Which lines in the listing below contain the string "mirrored"? Copy each of those lines in full, and treat uppercase and lowercase letters as distinct.

■ Given entries ■
◇ ◇ ◇ ◇ ◇
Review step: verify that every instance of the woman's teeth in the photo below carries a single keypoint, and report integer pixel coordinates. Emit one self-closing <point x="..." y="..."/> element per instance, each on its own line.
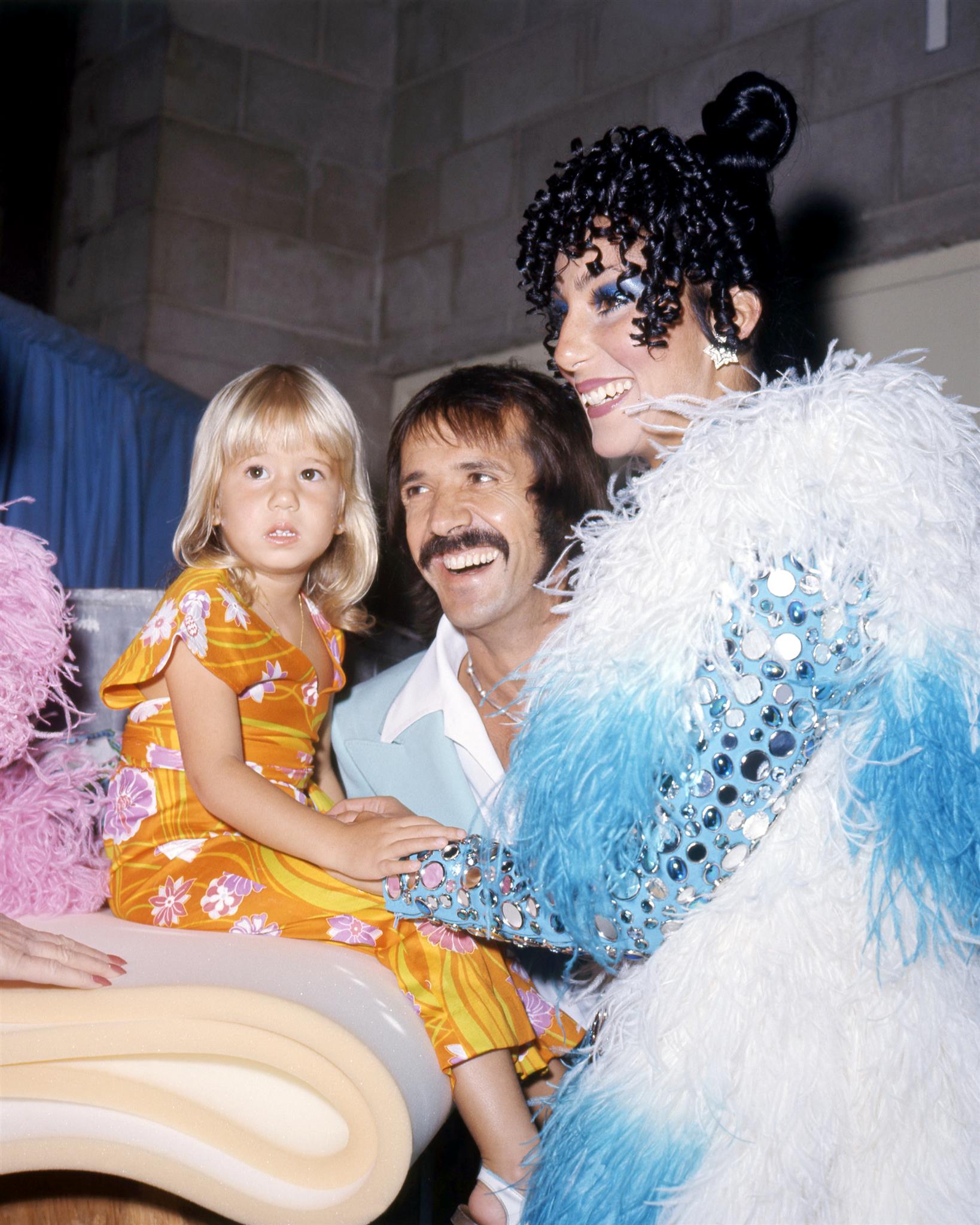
<point x="465" y="560"/>
<point x="599" y="395"/>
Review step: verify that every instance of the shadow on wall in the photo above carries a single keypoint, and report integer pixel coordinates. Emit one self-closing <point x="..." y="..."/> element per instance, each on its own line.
<point x="818" y="234"/>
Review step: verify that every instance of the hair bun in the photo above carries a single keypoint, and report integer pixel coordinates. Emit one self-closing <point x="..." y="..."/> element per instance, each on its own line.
<point x="750" y="125"/>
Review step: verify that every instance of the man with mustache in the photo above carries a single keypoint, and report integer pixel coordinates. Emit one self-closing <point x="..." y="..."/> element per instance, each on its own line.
<point x="489" y="468"/>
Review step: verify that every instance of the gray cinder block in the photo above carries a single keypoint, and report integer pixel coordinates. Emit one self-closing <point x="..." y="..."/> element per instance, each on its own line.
<point x="520" y="81"/>
<point x="941" y="136"/>
<point x="189" y="259"/>
<point x="230" y="178"/>
<point x="328" y="119"/>
<point x="474" y="185"/>
<point x="201" y="81"/>
<point x="287" y="28"/>
<point x="418" y="291"/>
<point x="871" y="49"/>
<point x="303" y="284"/>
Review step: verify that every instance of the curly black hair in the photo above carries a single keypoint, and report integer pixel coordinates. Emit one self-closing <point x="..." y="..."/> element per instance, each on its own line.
<point x="700" y="210"/>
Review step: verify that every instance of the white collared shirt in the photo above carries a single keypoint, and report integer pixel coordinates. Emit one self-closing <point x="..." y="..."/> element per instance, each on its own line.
<point x="435" y="686"/>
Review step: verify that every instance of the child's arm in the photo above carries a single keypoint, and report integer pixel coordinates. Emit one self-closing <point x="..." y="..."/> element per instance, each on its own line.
<point x="210" y="732"/>
<point x="326" y="777"/>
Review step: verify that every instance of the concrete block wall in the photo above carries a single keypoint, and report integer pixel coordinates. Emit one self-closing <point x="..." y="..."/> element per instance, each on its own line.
<point x="228" y="169"/>
<point x="342" y="182"/>
<point x="489" y="96"/>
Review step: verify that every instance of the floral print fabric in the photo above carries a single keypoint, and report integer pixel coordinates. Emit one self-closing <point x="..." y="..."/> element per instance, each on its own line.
<point x="175" y="865"/>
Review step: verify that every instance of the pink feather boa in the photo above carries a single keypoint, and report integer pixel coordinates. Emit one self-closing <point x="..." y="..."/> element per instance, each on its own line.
<point x="50" y="803"/>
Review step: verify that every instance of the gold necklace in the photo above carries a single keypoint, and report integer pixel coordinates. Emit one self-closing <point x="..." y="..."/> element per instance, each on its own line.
<point x="276" y="624"/>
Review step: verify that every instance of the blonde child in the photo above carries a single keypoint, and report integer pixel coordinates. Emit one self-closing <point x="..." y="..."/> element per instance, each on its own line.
<point x="215" y="821"/>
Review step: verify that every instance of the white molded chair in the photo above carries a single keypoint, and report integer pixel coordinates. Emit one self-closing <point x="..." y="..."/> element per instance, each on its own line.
<point x="277" y="1082"/>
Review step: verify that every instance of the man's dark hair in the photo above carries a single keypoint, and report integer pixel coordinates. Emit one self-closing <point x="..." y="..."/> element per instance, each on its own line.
<point x="494" y="404"/>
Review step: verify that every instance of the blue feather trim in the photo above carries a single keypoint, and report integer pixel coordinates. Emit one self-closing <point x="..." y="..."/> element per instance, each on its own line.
<point x="582" y="777"/>
<point x="920" y="784"/>
<point x="602" y="1163"/>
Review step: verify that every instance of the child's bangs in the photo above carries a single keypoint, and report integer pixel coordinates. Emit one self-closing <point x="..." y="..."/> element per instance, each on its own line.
<point x="283" y="419"/>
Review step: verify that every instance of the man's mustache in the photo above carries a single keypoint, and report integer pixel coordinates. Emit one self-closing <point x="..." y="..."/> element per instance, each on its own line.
<point x="461" y="542"/>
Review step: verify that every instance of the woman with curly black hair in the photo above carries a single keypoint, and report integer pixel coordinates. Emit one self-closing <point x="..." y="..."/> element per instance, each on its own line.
<point x="750" y="761"/>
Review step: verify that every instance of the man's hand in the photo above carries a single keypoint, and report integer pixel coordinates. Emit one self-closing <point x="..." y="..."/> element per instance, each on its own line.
<point x="29" y="956"/>
<point x="381" y="805"/>
<point x="372" y="847"/>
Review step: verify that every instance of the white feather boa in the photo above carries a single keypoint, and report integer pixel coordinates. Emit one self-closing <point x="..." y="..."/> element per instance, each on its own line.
<point x="808" y="1072"/>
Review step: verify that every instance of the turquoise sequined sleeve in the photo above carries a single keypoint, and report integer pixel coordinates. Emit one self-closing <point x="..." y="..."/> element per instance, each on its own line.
<point x="773" y="691"/>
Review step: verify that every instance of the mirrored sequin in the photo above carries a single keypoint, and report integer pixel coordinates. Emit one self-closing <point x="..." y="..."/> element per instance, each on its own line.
<point x="756" y="766"/>
<point x="677" y="869"/>
<point x="711" y="818"/>
<point x="802" y="715"/>
<point x="707" y="691"/>
<point x="781" y="583"/>
<point x="756" y="825"/>
<point x="747" y="689"/>
<point x="626" y="886"/>
<point x="433" y="875"/>
<point x="755" y="645"/>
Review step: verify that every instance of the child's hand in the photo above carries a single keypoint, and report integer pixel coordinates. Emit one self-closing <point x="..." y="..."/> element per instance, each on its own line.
<point x="372" y="847"/>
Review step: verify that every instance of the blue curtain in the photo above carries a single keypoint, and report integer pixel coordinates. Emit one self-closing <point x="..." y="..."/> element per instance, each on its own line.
<point x="101" y="444"/>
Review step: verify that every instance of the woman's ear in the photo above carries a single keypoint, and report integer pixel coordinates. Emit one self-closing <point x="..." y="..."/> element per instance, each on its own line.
<point x="747" y="312"/>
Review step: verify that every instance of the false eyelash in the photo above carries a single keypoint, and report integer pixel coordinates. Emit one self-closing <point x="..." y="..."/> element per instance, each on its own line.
<point x="615" y="294"/>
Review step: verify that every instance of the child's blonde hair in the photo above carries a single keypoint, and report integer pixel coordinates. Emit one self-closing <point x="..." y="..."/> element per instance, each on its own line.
<point x="288" y="407"/>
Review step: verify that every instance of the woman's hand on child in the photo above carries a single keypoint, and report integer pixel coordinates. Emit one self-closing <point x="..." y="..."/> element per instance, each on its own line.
<point x="384" y="805"/>
<point x="369" y="846"/>
<point x="30" y="956"/>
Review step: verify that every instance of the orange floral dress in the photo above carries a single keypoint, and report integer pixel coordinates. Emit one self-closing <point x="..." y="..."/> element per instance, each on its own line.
<point x="176" y="865"/>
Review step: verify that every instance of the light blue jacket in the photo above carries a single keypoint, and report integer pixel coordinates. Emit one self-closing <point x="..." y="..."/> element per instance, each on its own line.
<point x="421" y="767"/>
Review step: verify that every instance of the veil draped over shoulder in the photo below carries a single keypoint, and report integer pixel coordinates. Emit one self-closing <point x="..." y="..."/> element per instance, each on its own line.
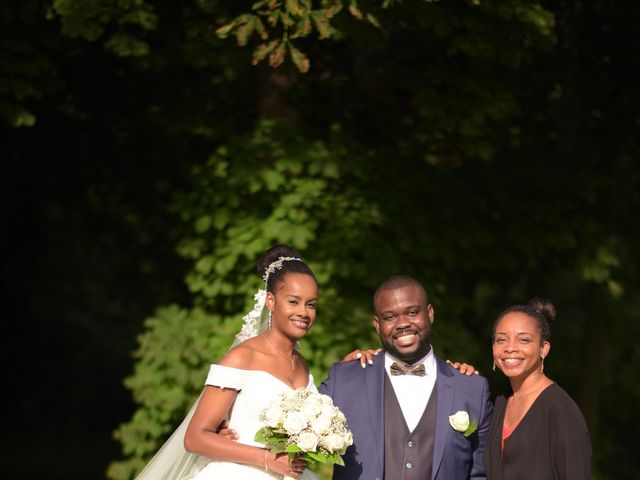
◇ ◇ ◇ ◇ ◇
■ Answer for this exercise ■
Review step: verify that every instance of the mirrored sequin in the photo above carries a single keypoint, and report integer pixel coordinates. Emit one self-closing <point x="..." y="..."/> element per instance, each on its own line.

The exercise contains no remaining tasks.